**Exercise requirements**.
Please render this sentence from the excerpt on Ron DeSantis and the Bragg case into Spanish: "On the other hand, it is not at all in DeSantis’s interests to help Trump out of yet another mess of Trump’s own making."

**Excerpt**.
>> Begin
NextImg:The Corner: Ron DeSantis: ‘I Don’t Know What Goes Into Paying Hush Money to a Porn Star’

Over the weekend, Trumpworld was full of demands that Ron DeSantis leap to the defense of the former president over the rumor (started by Trump, but likely based in the reality of an escalating investigation) that Manhattan DA Alvin Bragg is about to indict Donald Trump over how his business accounted for payments to porn star Stormy Daniels to buy her silence during the 2016 presidential campaign about an affair she says she had with Trump around the time of Melania’s pregnancy with Barron. There is no real dispute that Trump made the payments, although he (rather implausibly, given his character and the size of the payoffs) denies the affair.

DeSantis, of course, has yet another needle to thread. On the one hand, it is in his interests to knock Bragg, both because the DA is unpopular with the Republican base but also because the prosecution is rightly viewed as outrageous by most Republicans, ranging from Trump diehards to Trump haters to moderates such as Chris Sununu. On the other hand, it is not at all in DeSantis’s interests to help Trump out of yet another mess of Trump’s own making. So, having waited for his own moment to address the issue, DeSantis came out this morning swinging hard at Bragg for being a Soros-funded progressive prosecutor who prefers political stunts to enforcing the law against violent criminals. He notes that “the real victims are ordinary New Yorkers, ordinary Americans” suffering from rising crime — subtly reminding the audience that Trump is not the real victim, and unsubtly adding that he (DeSantis) is the only governor in the country to remove such a prosecutor (an emphasis on something DeSantis has actually done with power is a core part of his brand). He avoids commenting on the as-yet unissued indictment itself without seeing it or the evidence.
>> End
**Supplied material**.
>> Begin
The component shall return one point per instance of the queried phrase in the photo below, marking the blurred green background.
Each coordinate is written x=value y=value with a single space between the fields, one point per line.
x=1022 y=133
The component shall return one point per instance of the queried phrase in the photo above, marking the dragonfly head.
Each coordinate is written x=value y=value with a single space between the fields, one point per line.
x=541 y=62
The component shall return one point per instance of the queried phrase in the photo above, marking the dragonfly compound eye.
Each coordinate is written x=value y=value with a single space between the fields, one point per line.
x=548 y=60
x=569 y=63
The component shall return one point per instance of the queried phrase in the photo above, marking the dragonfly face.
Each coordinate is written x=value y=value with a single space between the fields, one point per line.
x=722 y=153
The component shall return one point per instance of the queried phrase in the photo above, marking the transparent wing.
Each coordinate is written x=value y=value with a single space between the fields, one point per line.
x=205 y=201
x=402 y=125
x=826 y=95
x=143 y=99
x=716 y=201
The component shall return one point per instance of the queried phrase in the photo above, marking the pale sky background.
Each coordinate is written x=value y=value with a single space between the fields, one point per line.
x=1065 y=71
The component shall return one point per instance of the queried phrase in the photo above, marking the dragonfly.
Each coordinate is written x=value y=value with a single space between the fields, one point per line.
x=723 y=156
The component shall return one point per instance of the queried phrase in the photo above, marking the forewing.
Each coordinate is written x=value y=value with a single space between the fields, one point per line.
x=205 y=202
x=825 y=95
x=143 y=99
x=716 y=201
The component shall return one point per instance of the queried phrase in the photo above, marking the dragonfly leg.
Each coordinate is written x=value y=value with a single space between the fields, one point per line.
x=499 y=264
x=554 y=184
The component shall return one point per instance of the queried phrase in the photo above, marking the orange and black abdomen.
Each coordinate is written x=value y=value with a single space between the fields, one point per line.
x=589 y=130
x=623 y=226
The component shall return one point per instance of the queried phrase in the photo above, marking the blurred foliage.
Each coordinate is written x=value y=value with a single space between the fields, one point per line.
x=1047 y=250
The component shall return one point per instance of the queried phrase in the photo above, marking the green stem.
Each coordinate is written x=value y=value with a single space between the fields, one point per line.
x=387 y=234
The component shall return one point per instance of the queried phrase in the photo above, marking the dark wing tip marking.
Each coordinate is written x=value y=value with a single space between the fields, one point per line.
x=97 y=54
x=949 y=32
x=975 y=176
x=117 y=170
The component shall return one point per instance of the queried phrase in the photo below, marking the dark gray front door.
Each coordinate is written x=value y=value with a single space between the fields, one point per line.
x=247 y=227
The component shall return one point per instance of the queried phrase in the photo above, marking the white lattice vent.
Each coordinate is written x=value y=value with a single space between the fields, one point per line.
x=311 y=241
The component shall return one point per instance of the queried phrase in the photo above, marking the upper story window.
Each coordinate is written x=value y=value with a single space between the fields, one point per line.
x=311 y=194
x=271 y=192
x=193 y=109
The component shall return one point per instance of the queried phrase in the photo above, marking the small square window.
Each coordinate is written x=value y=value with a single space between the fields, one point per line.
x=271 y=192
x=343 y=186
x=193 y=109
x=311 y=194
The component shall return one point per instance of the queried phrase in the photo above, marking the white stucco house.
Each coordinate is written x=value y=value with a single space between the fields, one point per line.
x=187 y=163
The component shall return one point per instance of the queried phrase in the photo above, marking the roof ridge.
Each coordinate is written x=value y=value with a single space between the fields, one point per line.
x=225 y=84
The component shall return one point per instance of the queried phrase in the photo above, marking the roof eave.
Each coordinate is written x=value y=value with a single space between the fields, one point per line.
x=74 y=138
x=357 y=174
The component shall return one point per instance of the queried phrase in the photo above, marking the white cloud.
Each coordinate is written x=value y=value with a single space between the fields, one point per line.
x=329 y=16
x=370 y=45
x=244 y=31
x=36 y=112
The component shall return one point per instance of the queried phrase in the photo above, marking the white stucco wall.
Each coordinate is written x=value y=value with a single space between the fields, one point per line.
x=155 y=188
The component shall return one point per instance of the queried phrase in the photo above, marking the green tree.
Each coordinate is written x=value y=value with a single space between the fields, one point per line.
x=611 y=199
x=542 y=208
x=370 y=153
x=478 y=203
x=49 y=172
>> End
**Response to the task**.
Por otro lado, no le conviene en absoluto a DeSantis ayudar a Trump a salir de otro lío más que el propio Trump ha provocado.